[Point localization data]
····················
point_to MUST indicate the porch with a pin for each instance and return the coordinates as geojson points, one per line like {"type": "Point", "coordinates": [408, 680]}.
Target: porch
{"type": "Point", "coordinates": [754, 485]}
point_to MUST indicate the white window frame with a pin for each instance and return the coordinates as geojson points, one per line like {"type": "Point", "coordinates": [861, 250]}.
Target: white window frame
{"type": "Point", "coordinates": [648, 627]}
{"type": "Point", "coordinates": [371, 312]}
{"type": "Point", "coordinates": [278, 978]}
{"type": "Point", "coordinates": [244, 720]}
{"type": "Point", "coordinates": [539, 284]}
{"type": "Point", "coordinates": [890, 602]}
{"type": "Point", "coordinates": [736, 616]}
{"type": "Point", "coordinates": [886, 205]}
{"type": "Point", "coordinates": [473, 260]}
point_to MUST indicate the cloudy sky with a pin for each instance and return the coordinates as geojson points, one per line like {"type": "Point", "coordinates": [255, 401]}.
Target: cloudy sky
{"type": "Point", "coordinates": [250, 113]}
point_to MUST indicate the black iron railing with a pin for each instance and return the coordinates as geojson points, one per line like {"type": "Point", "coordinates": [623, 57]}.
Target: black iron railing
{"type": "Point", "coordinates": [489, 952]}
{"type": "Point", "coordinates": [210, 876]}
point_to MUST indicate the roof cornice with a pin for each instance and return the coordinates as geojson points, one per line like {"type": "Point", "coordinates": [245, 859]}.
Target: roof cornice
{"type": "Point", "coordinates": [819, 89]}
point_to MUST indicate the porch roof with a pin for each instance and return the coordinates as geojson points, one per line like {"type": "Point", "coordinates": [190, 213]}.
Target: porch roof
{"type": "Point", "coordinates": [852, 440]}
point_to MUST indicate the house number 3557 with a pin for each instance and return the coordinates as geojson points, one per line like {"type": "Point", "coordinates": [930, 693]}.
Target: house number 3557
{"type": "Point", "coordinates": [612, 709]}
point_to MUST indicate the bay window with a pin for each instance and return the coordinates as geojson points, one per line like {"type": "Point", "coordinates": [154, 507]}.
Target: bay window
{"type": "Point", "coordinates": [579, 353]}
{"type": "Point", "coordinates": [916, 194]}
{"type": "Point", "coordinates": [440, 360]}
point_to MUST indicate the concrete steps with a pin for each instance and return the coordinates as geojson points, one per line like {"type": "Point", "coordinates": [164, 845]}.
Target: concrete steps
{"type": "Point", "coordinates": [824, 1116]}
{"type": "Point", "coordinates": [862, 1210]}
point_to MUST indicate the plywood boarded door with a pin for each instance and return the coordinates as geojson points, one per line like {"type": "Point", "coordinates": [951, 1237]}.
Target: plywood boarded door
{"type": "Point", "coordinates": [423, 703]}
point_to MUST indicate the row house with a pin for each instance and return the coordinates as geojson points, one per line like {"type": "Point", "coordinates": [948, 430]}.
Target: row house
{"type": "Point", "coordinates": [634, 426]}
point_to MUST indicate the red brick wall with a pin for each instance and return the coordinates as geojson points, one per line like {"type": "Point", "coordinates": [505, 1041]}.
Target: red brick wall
····················
GOAL OF THE EXERCISE - Lines from the entries that contain the string "brick" are what must be copied.

RESPONSE FOR THIS EXERCISE -
point_to MUST indicate the red brick wall with a pin for each instance and return the coordinates as geojson points, one per line like {"type": "Point", "coordinates": [505, 1041]}.
Target: red brick wall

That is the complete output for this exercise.